[Dataset records]
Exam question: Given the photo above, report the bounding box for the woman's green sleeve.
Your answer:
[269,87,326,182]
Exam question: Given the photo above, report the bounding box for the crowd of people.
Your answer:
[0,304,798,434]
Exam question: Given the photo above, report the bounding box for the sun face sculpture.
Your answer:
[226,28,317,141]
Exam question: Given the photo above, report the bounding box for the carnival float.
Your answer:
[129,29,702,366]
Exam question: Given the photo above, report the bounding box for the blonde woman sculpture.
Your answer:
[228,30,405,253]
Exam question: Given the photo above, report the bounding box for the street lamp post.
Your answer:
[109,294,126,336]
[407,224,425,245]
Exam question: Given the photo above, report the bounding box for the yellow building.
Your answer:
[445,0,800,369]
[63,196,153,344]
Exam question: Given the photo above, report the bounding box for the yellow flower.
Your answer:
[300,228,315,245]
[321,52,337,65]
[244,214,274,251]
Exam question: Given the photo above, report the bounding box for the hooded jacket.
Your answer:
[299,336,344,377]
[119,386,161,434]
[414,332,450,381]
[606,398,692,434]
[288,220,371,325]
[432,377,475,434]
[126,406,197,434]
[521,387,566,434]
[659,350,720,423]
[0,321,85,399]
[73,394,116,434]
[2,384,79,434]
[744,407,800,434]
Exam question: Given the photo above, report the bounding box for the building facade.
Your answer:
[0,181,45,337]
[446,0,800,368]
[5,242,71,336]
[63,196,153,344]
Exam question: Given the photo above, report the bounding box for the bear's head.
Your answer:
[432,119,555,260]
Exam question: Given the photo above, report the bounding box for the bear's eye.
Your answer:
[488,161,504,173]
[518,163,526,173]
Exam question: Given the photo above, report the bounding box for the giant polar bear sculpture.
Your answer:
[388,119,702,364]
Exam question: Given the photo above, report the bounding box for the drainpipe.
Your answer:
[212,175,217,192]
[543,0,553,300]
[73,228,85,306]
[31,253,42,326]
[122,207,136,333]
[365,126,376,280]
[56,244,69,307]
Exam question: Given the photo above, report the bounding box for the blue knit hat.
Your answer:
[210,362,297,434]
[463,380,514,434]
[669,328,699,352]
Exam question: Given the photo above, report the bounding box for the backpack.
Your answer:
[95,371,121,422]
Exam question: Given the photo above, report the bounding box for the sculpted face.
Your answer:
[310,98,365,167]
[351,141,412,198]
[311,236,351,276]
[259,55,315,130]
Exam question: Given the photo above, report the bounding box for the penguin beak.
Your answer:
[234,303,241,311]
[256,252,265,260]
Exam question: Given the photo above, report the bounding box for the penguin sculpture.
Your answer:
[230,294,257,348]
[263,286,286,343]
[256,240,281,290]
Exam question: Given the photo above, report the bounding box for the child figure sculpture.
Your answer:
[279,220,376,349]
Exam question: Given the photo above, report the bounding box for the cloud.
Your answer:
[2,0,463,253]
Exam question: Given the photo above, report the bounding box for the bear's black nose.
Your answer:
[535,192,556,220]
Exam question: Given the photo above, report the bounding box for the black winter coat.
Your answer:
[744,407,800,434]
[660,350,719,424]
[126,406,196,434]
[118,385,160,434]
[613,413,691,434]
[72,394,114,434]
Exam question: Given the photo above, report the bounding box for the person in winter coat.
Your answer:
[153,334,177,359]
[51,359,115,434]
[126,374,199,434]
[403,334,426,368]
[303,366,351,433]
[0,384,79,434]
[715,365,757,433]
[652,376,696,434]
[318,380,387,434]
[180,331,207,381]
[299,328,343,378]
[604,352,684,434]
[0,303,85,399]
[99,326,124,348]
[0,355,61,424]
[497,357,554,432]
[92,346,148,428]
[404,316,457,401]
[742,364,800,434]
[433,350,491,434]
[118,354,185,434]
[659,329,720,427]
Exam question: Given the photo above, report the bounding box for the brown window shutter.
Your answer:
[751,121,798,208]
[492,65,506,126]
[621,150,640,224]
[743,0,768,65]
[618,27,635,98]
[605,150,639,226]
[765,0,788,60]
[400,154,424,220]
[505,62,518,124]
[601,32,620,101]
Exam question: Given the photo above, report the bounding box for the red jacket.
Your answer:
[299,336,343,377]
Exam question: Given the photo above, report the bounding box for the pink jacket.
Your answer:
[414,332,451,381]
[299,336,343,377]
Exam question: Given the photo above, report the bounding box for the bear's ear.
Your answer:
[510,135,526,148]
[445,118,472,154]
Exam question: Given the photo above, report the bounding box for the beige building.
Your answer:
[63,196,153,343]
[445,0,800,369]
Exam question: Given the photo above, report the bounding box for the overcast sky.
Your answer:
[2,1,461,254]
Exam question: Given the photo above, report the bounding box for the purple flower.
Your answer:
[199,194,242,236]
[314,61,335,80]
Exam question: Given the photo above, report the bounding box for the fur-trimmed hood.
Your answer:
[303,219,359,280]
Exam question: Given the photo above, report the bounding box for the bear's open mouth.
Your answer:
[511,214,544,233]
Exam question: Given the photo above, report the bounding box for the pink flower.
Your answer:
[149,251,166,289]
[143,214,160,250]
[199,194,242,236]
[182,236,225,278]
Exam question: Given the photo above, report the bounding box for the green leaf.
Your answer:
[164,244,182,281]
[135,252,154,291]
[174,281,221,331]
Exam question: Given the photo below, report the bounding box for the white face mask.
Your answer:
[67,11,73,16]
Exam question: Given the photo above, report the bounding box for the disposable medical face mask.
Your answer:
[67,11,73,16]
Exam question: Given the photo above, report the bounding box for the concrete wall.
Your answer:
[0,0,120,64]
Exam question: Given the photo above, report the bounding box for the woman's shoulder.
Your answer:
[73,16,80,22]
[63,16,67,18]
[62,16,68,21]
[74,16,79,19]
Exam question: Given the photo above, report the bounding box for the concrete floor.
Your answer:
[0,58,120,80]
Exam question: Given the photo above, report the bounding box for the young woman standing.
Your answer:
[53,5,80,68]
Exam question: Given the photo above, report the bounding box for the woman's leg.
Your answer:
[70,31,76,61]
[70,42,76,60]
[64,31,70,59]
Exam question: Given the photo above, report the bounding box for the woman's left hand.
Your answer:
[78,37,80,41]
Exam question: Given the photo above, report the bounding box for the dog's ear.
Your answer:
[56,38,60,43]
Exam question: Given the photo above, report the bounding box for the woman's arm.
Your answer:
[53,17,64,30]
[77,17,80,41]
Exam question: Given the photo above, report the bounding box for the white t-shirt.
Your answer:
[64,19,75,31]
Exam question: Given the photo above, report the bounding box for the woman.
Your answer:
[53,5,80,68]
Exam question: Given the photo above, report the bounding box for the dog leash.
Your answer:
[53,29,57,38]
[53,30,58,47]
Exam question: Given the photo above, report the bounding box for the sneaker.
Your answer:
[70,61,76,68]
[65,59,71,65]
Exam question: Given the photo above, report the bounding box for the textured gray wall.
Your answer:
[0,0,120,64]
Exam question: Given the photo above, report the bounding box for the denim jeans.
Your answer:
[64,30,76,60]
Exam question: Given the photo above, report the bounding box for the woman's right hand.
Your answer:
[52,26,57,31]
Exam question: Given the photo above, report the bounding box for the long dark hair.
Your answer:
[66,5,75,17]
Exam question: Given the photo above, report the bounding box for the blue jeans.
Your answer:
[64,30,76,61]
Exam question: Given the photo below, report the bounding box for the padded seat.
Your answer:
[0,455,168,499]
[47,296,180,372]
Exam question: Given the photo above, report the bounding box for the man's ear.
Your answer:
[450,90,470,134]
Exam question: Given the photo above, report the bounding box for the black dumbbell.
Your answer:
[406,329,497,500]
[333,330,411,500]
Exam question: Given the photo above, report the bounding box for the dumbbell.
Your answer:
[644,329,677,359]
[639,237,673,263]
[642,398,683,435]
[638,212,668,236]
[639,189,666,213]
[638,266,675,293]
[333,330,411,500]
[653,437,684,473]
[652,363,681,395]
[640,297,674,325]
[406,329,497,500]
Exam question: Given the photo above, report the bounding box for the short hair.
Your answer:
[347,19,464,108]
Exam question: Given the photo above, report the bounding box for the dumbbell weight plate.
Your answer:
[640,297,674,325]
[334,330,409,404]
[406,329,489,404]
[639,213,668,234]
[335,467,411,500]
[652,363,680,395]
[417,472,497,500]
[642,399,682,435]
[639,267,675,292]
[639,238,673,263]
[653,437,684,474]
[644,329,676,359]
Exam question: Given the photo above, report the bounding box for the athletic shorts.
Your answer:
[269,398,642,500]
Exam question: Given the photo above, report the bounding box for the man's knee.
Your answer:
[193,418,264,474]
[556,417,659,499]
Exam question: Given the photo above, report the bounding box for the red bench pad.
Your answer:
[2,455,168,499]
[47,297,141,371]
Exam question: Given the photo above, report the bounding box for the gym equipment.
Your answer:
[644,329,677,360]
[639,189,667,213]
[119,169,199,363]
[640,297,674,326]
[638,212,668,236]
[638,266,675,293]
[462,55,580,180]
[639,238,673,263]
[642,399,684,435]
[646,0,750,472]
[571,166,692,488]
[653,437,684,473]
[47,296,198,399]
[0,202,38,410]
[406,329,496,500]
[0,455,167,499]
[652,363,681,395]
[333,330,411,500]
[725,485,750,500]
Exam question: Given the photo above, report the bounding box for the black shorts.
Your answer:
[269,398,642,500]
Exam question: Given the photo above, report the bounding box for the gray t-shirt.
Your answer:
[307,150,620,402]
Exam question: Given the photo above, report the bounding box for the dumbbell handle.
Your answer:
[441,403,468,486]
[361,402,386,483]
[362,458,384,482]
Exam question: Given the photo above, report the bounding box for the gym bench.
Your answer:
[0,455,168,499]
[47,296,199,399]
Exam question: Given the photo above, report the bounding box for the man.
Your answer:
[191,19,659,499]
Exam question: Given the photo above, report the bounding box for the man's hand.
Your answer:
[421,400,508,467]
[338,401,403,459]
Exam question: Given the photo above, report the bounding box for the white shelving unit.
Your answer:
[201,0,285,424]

■ **Your objective**
Whenever a line above has the word "jacket" in it, copy that line.

■ **Answer space**
Exam question: Given the photo above, report the bounding box for the hooded jacket.
Exam question: Given the photo above, report the bounding box for the red jacket.
Exam question: Given the photo above, report the bounding box for the pink jacket.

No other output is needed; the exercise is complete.